__What you are asked to do__. Before you finish, make sure each line of the records has been retyped exactly.

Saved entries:
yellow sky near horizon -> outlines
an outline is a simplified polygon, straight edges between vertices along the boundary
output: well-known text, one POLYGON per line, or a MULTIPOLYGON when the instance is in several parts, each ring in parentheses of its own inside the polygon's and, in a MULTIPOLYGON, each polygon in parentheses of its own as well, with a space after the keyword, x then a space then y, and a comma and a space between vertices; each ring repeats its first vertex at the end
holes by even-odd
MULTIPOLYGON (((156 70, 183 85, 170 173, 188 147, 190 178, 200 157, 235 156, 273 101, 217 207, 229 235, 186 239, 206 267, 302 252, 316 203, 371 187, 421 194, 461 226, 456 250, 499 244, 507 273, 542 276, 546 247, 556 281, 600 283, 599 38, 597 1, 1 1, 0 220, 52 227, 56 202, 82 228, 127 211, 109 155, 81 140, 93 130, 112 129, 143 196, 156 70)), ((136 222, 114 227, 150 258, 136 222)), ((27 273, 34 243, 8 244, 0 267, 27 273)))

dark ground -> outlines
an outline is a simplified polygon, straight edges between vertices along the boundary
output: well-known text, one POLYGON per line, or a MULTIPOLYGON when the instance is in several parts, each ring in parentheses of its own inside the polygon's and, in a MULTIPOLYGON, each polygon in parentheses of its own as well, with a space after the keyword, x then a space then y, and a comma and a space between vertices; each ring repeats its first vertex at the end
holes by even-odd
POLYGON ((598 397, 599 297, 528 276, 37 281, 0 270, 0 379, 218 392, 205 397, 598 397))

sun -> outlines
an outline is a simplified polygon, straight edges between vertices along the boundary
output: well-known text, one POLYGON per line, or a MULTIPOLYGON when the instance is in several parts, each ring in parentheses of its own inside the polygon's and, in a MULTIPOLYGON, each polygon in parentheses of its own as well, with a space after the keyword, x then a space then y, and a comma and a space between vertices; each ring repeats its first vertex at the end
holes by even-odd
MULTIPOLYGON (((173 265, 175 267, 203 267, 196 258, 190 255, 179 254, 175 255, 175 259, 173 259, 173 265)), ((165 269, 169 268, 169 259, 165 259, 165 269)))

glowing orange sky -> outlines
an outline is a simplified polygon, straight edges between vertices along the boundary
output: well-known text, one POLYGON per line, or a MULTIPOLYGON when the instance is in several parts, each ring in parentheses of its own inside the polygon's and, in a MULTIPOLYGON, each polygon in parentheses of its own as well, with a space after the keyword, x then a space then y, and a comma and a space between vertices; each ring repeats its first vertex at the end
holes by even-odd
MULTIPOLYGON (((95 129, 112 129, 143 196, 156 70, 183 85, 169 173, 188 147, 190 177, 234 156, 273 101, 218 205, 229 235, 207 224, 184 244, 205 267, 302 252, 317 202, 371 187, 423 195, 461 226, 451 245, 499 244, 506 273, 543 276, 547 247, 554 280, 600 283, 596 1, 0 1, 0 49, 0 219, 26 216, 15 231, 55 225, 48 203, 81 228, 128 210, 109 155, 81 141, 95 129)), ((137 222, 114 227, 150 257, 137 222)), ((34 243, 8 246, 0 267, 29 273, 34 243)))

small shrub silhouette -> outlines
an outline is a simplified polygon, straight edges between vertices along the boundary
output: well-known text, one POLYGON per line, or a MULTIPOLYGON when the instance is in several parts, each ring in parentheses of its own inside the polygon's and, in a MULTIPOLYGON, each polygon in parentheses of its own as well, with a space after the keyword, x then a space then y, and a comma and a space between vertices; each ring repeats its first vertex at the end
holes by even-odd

__Finished task__.
yellow sky near horizon -> outlines
an outline is a simplified polygon, straight edges between vertices along the boundary
output: well-known text, one POLYGON per line, or a MULTIPOLYGON when the instance is in several parts, each ring in parentheses of its own inside the polygon's and, in a MULTIPOLYGON, each polygon in parentheses of its own as well, with a space after the keyword, x then a space then y, and a comma and a space between vertices; each ring repeats its first vertex at the end
holes by even-odd
MULTIPOLYGON (((156 70, 183 85, 170 173, 188 147, 190 178, 200 157, 235 156, 273 101, 217 207, 229 235, 186 239, 206 267, 302 252, 316 203, 371 187, 421 194, 461 226, 456 250, 499 244, 507 273, 542 276, 546 247, 556 281, 600 283, 599 38, 597 1, 1 1, 0 220, 52 227, 56 202, 82 228, 127 211, 109 155, 81 140, 93 130, 112 129, 143 196, 156 70)), ((136 222, 114 227, 150 258, 136 222)), ((27 273, 34 243, 8 244, 0 267, 27 273)))

dark ground -> outlines
an outline is a simplified polygon, straight edges between vertices along the boundary
output: well-known text, one POLYGON per line, or a MULTIPOLYGON when the instance is in several parts, each ring in parentheses of its own inside the polygon's and, in a MULTIPOLYGON, each polygon in parentheses of its own as well, with a space after the keyword, x then a space then y, and a comma and a space between vertices; each ring repeats its first vertex at the end
holes by even-odd
POLYGON ((598 397, 599 297, 528 276, 37 281, 0 270, 0 379, 218 392, 205 397, 598 397))

sun -> outlines
an outline is a simplified polygon, straight edges between vertices along the boundary
output: well-known text, one POLYGON per line, or a MULTIPOLYGON when the instance is in several parts, each ring in parentheses of its own inside the polygon's and, in a MULTIPOLYGON, each polygon in parentheses of its own as well, with a space after the keyword, x then a space then y, and a comma and a space between vertices; each ring repeats its first vertex at the end
holes by even-odd
MULTIPOLYGON (((173 265, 175 267, 203 267, 196 258, 190 255, 179 254, 175 255, 175 259, 173 259, 173 265)), ((165 269, 169 268, 169 259, 165 259, 165 269)))

glowing orange sky -> outlines
an outline is a simplified polygon, straight edges between vertices along the boundary
output: well-known text, one POLYGON per line, or a MULTIPOLYGON when the instance is in several parts, each ring in parentheses of its own inside the polygon's and, in a MULTIPOLYGON, each polygon in parentheses of its own as well, with a space after the keyword, x then a space then y, and a comma and a space between vertices; each ring repeats its first vertex at the end
holes by even-odd
MULTIPOLYGON (((95 129, 112 129, 143 196, 156 70, 183 85, 169 173, 188 147, 190 177, 234 156, 273 101, 218 205, 229 235, 207 224, 184 244, 205 267, 302 252, 317 202, 371 187, 423 195, 461 226, 451 245, 499 244, 506 273, 543 276, 547 247, 554 280, 600 283, 596 1, 0 1, 0 49, 0 219, 26 216, 15 231, 55 225, 48 203, 81 228, 128 210, 109 155, 81 141, 95 129)), ((137 222, 114 227, 150 257, 137 222)), ((34 243, 8 246, 0 267, 29 273, 34 243)))

small shrub silhouette -> outlines
an outline is a simplified polygon, straight edges between vertices along the boundary
output: well-known text, one POLYGON per line, or a MULTIPOLYGON when the instance is in several parts, each ring in parentheses of its own inside the polygon's and, in a MULTIPOLYGON, each polygon in parentheses of its own as well, with a space after the keyword, x then a space then y, and a comma and a space between vertices; each ring repeats its first vertex at the end
holes by even-odd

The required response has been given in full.